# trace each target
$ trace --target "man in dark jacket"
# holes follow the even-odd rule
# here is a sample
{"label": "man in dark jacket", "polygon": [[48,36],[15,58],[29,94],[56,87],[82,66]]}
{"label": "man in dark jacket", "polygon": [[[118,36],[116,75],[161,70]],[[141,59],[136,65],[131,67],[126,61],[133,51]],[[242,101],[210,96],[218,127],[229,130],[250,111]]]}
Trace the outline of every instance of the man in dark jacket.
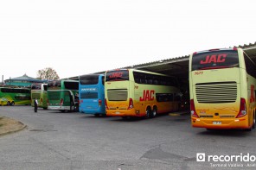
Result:
{"label": "man in dark jacket", "polygon": [[34,109],[35,109],[35,112],[37,112],[37,105],[38,105],[37,99],[35,98],[35,100],[34,100]]}

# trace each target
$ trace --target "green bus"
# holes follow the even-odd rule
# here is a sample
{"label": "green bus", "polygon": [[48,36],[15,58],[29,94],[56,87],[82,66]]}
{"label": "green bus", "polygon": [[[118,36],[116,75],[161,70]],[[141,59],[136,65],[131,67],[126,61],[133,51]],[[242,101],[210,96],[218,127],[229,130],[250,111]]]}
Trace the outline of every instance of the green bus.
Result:
{"label": "green bus", "polygon": [[30,89],[0,87],[0,105],[30,104]]}
{"label": "green bus", "polygon": [[47,98],[47,86],[45,83],[34,83],[31,85],[31,106],[35,107],[35,98],[38,101],[38,107],[47,110],[48,98]]}
{"label": "green bus", "polygon": [[64,112],[79,110],[79,81],[61,79],[48,83],[48,109]]}

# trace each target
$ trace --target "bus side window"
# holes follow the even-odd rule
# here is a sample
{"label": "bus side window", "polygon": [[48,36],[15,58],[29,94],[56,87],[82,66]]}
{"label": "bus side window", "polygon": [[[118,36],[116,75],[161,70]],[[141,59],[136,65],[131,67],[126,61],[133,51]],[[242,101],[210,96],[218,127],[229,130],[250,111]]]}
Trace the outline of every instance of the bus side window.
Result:
{"label": "bus side window", "polygon": [[153,79],[152,79],[151,76],[148,75],[146,79],[147,79],[147,84],[148,85],[152,85],[153,84]]}
{"label": "bus side window", "polygon": [[154,79],[153,79],[153,84],[154,85],[158,85],[158,79],[157,79],[157,78],[154,78]]}
{"label": "bus side window", "polygon": [[145,75],[144,75],[144,74],[140,75],[140,83],[141,84],[145,84],[146,83],[146,77],[145,77]]}
{"label": "bus side window", "polygon": [[101,77],[101,80],[102,80],[102,85],[105,85],[105,76]]}

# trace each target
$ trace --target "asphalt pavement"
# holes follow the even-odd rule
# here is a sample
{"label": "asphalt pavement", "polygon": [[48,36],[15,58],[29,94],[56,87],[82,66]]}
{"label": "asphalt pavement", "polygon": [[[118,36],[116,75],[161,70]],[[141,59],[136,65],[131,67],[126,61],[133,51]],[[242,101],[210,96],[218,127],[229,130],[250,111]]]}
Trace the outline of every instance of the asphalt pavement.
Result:
{"label": "asphalt pavement", "polygon": [[[253,160],[226,161],[234,154],[256,156],[255,130],[195,129],[189,114],[123,120],[1,106],[0,115],[27,125],[0,137],[0,169],[256,168]],[[214,161],[214,155],[226,161]]]}

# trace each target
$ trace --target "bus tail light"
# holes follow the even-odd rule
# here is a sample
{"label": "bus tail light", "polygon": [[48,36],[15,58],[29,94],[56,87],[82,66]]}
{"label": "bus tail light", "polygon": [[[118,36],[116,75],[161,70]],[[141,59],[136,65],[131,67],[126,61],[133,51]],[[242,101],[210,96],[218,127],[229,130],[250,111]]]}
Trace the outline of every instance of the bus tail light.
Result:
{"label": "bus tail light", "polygon": [[100,107],[102,104],[102,101],[100,99],[99,99],[99,106]]}
{"label": "bus tail light", "polygon": [[109,110],[109,109],[108,109],[108,106],[107,106],[107,103],[106,103],[106,98],[105,98],[105,106],[106,106],[106,110]]}
{"label": "bus tail light", "polygon": [[199,118],[196,111],[195,111],[195,104],[194,104],[194,99],[190,100],[190,113],[192,116],[197,117]]}
{"label": "bus tail light", "polygon": [[133,108],[133,101],[132,101],[132,98],[130,98],[128,110],[131,110],[132,108]]}
{"label": "bus tail light", "polygon": [[236,118],[245,116],[246,114],[247,114],[247,112],[246,112],[246,101],[245,98],[241,98],[240,99],[240,110],[239,110],[239,113],[238,113]]}
{"label": "bus tail light", "polygon": [[63,104],[63,98],[61,98],[61,105]]}

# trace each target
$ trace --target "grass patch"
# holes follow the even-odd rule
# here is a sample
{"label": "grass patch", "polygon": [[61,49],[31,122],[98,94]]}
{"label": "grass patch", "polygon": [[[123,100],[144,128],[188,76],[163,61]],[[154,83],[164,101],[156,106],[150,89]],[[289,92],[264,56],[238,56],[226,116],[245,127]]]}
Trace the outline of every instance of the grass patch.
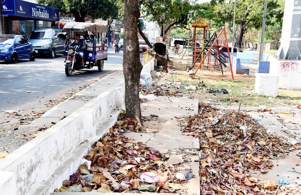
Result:
{"label": "grass patch", "polygon": [[[276,50],[274,50],[276,51]],[[234,75],[235,80],[231,78],[231,73],[224,70],[224,75],[215,71],[199,70],[194,79],[189,80],[187,72],[183,63],[174,64],[176,72],[163,74],[160,79],[185,83],[186,85],[199,86],[203,81],[205,86],[198,91],[196,98],[200,101],[211,101],[221,105],[258,107],[260,105],[280,107],[301,104],[301,91],[279,89],[275,98],[258,96],[255,91],[255,77]],[[209,93],[208,89],[225,89],[227,94]],[[237,100],[235,102],[232,100]],[[291,107],[291,106],[290,106]]]}

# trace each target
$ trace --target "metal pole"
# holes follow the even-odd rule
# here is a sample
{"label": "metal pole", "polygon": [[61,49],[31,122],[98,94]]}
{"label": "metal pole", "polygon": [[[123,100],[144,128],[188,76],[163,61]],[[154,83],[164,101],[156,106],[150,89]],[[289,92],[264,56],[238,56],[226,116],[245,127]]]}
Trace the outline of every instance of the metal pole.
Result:
{"label": "metal pole", "polygon": [[233,28],[232,28],[232,45],[231,53],[234,51],[234,36],[235,36],[235,13],[236,13],[236,0],[234,4],[234,15],[233,16]]}
{"label": "metal pole", "polygon": [[259,50],[259,61],[262,60],[262,53],[263,53],[263,41],[264,41],[264,31],[265,30],[265,19],[266,18],[267,7],[267,0],[265,0],[264,9],[263,10],[263,18],[262,19],[262,27],[261,27],[261,39],[260,41],[260,49]]}
{"label": "metal pole", "polygon": [[163,16],[163,40],[165,41],[165,39],[164,39],[164,33],[165,32],[165,13],[164,13],[164,15]]}

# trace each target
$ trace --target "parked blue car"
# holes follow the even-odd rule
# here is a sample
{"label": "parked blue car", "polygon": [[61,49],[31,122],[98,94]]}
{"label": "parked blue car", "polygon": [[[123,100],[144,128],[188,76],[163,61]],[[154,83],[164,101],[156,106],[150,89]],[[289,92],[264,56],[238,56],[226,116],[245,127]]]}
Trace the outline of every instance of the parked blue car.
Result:
{"label": "parked blue car", "polygon": [[36,52],[29,39],[23,35],[0,35],[0,61],[16,63],[24,59],[36,60]]}

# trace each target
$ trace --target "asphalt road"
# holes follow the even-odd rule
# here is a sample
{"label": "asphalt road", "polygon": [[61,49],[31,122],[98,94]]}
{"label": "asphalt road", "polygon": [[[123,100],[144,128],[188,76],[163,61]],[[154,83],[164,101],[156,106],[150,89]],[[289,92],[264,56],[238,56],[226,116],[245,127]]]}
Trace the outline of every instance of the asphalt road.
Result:
{"label": "asphalt road", "polygon": [[43,104],[43,100],[61,96],[71,89],[120,70],[122,55],[122,51],[115,54],[113,48],[109,48],[108,60],[104,61],[102,72],[95,67],[76,71],[70,77],[65,74],[64,59],[61,56],[53,59],[41,57],[34,62],[22,60],[17,64],[0,62],[0,110],[18,110],[24,107],[39,109],[37,106]]}

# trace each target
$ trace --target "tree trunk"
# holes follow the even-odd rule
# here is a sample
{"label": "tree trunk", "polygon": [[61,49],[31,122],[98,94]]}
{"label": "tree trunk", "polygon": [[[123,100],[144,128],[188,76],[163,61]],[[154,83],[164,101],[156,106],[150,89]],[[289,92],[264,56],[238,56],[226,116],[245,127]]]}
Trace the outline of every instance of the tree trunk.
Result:
{"label": "tree trunk", "polygon": [[[164,28],[163,28],[163,27],[164,27],[164,25],[160,25],[160,37],[163,37],[163,34],[164,33]],[[163,37],[163,39],[164,39],[164,37]]]}
{"label": "tree trunk", "polygon": [[244,27],[242,25],[240,26],[240,31],[239,32],[239,35],[238,36],[238,38],[237,39],[237,42],[236,47],[237,47],[237,52],[240,52],[241,51],[241,48],[242,46],[242,38],[243,38],[243,35],[245,32]]}
{"label": "tree trunk", "polygon": [[72,14],[73,14],[74,18],[75,18],[75,22],[80,22],[82,23],[85,22],[85,14],[81,13],[78,11],[74,11],[72,12]]}
{"label": "tree trunk", "polygon": [[125,0],[124,8],[122,67],[125,83],[126,113],[127,117],[135,118],[141,124],[139,83],[143,66],[140,62],[139,56],[137,29],[139,12],[137,0]]}

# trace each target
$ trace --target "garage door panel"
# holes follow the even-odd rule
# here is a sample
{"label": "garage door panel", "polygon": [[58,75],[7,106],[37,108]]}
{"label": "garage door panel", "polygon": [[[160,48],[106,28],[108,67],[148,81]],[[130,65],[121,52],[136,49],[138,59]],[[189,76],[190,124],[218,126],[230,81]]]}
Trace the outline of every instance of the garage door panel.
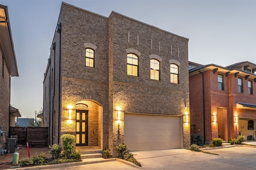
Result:
{"label": "garage door panel", "polygon": [[180,148],[180,117],[125,113],[124,143],[131,151]]}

◆ ◆ ◆ ◆ ◆

■ EXERCISE AIM: Pull out every line in the items above that contains the string "door". Letter case counts.

■ RESPONSE TO THIS EXERCISE:
$ trace --target "garage door panel"
{"label": "garage door panel", "polygon": [[58,75],[7,106],[37,108]]}
{"label": "garage door panel", "polygon": [[[160,48],[106,28],[108,67],[148,81]],[[130,65],[121,52],[136,49],[138,59]],[[189,76],[190,124],[218,126],[230,81]]]}
Trace the outline of every instance of the garage door panel.
{"label": "garage door panel", "polygon": [[180,148],[180,117],[125,113],[124,143],[131,151]]}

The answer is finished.